• EXTRAIT:
──────────

Thérapie par l’exercice dans la claudication intermittente

Contexte

La maladie artérielle périphérique (MAP) est la troisième cause de morbidité vasculaire athérosclérotique après la maladie coronarienne et l’accident vasculaire cérébral. Plus de 200 millions de personnes dans le monde souffrent de MAP, et ces chiffres devraient augmenter en raison du vieillissement de la population . En outre, environ 20 % des personnes atteintes de MAP présentent une claudication intermittente (CI), qui se caractérise par des crampes, des douleurs ou une faiblesse dans les muscles des jambes (ou parfois des cuisses) pendant la marche. Avec la progression de la maladie, le niveau fonctionnel est affecté, ainsi que la qualité de vie. La réduction de l’activité physique due aux douleurs des jambes peut entraîner les patients dans un cercle vicieux, aboutissant à un mode de vie sédentaire, ce qui augmente à nouveau le risque de progression de l’athérosclérose. L’activité physique quotidienne peut briser ce cercle ; cependant, les patients ont besoin de soutien et de supervision pour parvenir à un changement de mode de vie.

──────────

• DONNÉES FOURNIES:
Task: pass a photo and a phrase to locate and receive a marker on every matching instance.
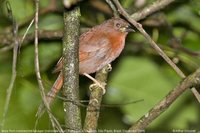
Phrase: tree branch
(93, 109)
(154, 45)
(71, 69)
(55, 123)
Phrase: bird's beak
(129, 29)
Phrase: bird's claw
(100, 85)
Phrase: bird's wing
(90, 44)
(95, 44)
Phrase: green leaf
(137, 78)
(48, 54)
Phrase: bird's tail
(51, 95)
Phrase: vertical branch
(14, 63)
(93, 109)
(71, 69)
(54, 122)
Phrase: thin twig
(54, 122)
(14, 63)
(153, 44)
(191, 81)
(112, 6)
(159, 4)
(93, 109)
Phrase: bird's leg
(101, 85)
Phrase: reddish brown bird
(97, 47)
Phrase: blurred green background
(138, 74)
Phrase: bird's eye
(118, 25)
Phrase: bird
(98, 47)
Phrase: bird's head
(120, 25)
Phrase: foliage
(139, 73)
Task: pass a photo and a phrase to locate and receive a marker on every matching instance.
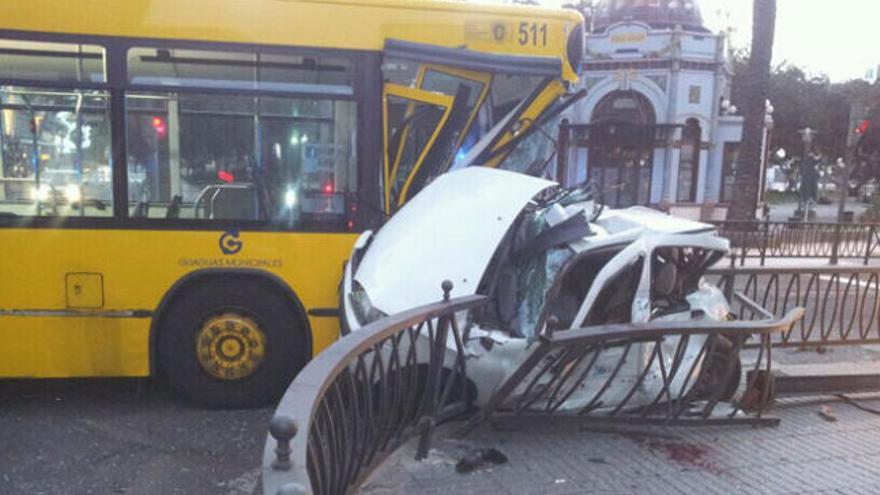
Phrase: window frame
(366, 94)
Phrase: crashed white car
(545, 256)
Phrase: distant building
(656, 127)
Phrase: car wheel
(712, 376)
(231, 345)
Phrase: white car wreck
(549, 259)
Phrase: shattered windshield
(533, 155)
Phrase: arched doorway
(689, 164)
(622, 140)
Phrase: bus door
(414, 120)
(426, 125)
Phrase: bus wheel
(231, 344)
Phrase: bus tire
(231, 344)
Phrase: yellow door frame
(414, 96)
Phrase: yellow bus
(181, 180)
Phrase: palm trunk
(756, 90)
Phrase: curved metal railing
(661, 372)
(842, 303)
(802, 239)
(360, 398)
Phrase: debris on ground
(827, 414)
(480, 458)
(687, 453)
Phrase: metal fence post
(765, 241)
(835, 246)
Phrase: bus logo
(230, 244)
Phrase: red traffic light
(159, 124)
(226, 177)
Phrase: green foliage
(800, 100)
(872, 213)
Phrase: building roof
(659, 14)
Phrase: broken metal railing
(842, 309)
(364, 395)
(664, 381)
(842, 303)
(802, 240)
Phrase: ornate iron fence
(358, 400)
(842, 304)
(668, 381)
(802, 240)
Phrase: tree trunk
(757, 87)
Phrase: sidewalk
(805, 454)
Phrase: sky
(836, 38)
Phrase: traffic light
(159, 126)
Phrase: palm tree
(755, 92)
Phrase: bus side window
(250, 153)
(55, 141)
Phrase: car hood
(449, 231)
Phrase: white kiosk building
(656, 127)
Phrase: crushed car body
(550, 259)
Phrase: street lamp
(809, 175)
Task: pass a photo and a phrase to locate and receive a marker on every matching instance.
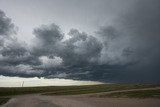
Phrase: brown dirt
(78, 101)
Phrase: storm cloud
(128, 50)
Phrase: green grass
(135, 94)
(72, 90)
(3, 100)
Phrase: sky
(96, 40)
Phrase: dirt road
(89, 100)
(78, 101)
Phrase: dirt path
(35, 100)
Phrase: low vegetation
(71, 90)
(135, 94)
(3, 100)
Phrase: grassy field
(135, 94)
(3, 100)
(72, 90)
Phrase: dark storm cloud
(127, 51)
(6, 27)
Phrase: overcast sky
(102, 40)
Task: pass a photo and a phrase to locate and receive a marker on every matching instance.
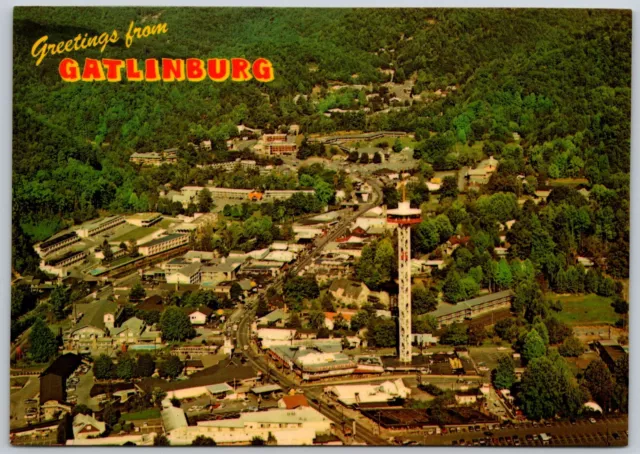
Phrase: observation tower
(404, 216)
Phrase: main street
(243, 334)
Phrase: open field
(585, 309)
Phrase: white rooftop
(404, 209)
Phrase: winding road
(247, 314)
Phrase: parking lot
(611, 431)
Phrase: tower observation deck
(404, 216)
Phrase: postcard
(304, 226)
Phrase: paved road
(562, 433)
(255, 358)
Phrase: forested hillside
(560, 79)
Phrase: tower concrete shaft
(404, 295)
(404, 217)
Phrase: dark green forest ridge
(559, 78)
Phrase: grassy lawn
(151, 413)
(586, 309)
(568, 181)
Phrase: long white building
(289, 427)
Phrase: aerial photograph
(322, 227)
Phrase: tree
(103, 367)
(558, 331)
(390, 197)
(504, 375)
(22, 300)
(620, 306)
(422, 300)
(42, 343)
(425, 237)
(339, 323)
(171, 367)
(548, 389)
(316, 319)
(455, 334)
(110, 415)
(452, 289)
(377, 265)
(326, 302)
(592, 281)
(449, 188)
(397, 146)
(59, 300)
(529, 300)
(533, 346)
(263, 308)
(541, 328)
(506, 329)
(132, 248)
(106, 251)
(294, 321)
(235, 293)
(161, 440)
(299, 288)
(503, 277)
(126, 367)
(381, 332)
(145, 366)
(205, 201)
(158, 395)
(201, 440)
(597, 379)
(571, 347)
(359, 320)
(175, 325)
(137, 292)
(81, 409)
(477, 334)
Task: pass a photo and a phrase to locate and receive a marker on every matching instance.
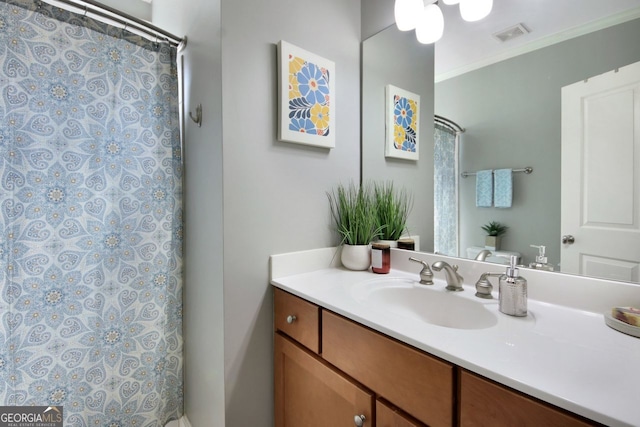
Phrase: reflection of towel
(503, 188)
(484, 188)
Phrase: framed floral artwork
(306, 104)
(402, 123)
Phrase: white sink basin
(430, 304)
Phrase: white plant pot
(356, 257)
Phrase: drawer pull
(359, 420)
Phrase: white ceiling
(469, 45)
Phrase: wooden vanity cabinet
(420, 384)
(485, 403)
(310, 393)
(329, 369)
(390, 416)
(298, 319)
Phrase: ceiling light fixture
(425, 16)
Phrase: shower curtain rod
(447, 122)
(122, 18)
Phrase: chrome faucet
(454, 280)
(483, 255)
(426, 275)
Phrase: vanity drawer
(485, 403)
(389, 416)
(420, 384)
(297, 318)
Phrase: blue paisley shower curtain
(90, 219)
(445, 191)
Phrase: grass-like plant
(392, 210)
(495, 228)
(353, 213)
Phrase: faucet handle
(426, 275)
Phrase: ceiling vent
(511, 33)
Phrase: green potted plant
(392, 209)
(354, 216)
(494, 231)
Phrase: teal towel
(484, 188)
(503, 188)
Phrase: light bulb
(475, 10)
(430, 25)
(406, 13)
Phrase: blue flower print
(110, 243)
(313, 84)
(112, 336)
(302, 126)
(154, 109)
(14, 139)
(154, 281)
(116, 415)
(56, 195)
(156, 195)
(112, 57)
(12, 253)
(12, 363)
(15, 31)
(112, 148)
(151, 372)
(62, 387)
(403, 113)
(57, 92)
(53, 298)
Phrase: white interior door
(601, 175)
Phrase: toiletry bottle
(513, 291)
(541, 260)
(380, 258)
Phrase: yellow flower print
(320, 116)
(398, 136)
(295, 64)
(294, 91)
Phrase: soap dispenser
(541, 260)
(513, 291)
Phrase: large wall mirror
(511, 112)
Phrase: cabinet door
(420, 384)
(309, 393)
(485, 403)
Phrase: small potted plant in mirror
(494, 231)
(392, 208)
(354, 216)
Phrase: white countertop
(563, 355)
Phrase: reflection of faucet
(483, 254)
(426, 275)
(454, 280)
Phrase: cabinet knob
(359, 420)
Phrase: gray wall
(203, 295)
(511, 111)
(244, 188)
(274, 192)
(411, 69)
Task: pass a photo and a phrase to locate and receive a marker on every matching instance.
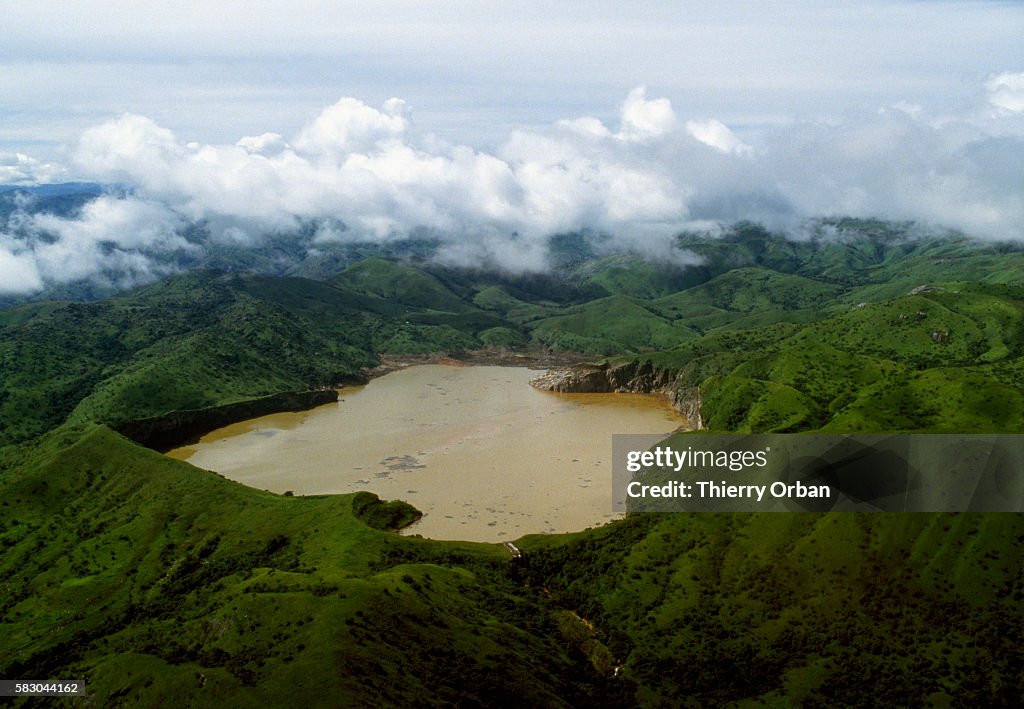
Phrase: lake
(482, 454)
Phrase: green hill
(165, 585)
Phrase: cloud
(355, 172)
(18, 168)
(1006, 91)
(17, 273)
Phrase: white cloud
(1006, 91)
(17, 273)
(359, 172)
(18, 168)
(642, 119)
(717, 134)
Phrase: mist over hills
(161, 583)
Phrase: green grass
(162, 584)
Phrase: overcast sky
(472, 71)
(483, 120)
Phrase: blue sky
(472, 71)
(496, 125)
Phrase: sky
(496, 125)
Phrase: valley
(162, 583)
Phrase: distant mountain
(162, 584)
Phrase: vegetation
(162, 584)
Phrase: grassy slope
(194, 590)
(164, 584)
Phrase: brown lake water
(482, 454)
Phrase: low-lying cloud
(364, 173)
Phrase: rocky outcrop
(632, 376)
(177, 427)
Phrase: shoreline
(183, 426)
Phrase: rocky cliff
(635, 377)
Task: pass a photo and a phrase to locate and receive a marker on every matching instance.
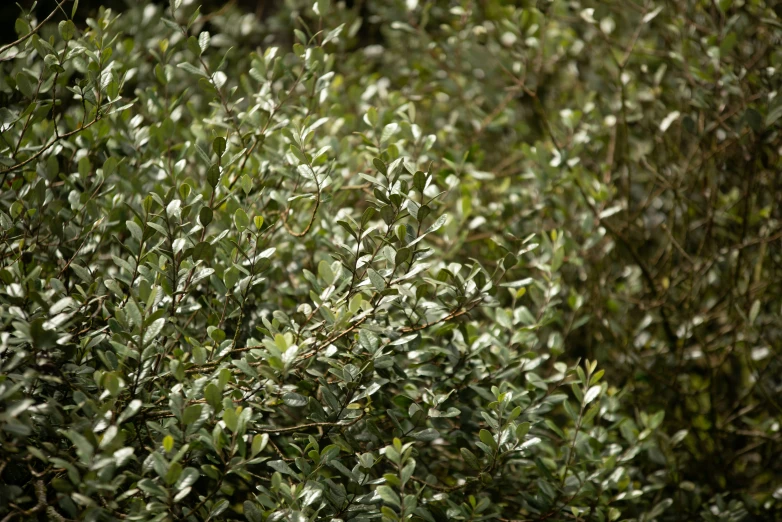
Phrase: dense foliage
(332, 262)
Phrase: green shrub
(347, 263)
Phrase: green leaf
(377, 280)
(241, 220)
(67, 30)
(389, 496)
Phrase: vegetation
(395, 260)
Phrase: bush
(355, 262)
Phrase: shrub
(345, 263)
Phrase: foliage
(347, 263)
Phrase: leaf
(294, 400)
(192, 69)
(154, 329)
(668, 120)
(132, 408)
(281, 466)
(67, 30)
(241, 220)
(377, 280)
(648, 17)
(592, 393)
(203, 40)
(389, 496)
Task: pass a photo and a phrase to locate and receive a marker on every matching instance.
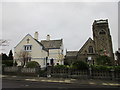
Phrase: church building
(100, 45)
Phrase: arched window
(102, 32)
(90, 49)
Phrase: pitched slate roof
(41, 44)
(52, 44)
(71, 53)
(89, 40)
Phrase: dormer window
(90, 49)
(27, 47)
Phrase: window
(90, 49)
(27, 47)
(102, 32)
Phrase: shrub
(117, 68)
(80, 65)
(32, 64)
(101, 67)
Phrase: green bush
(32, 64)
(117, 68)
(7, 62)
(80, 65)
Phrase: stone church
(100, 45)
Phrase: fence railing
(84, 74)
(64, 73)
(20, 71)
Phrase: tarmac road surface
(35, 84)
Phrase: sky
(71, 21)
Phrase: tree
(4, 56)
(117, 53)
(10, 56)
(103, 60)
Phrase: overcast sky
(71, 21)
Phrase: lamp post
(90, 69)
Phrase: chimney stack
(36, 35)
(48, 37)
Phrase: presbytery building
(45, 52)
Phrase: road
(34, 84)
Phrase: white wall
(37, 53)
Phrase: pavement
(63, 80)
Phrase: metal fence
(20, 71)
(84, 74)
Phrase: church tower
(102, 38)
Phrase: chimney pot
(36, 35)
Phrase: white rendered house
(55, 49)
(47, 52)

──────────

• ACTIVITÉS:
• A. Relevez tous les symptômes de la claudication intermittente que cite l'extrait.
• B. D'après l'extrait, les affirmations suivantes sont-elles exactes ? Répondez par oui ou par non et citez les mots du texte qui justifient votre réponse.
(i) Plus de 200 millions de personnes dans le monde souffrent de MAP.
(ii) Environ la moitié des personnes atteintes de MAP présentent une claudication intermittente.
(iii) La MAP est la deuxième cause de morbidité vasculaire athérosclérotique.
• C. Rédigez la suite de l'extrait sur la claudication intermittente, en partant de sa dernière phrase.
Vous n'aurez pas besoin des données fournies.

• RÉPONSES:
• A. Des crampes, des douleurs, une faiblesse.

• B.
(i) Oui : « Plus de 200 millions de personnes dans le monde souffrent de MAP ».
(ii) Non : « environ 20 % des personnes atteintes de MAP présentent une claudication intermittente (CI) ».
(iii) Non : « la troisième cause de morbidité vasculaire athérosclérotique ».

• C.
Effets de l’exercice

L’entraînement à l’exercice réduit les symptômes chez les patients en augmentant la forme physique, en élevant les seuils de douleur, en améliorant la qualité de vie et en prévenant la progression de la maladie . Une revue Cochrane incluant 1 816 patients souffrant de douleurs stables aux jambes, a montré que l’exercice augmentait le temps de marche maximal de près de cinq minutes par rapport aux soins habituels . Les distances de marche sans douleur et maximale ont augmenté de 82 et 109 mètres, respectivement. Ces améliorations ont duré jusqu’à deux ans. Cependant, l’effet de l’exercice n’est pas concluant en ce qui concerne la réduction de la mortalité, les événements cardiovasculaires, l’amputation et le débit sanguin maximal du mollet à l’effort.

Une méta-analyse a conclu que la qualité de vie augmente avec l’augmentation de la distance de marche chez les patients souffrant de claudication intermittente. Dans ce contexte, une étude a montré que l’exercice et la chirurgie avaient le même effet sur la distance de marche, mais qu’il y avait des effets secondaires chez les patients ayant subi une intervention chirurgicale. Ces résultats ont été confirmés par une méta-analyse ultérieure qui a montré que les programmes d’entraînement étaient nettement moins coûteux et comportaient moins de risques que la chirurgie ou l’angioplastie transluminale percutanée . Une autre étude randomisée qui a comparé l’effet de l’entraînement physique et de la thérapie antithrombotique a trouvé une amélioration significativement plus grande de la distance de marche dans le groupe d’exercice par rapport au groupe de médicaments .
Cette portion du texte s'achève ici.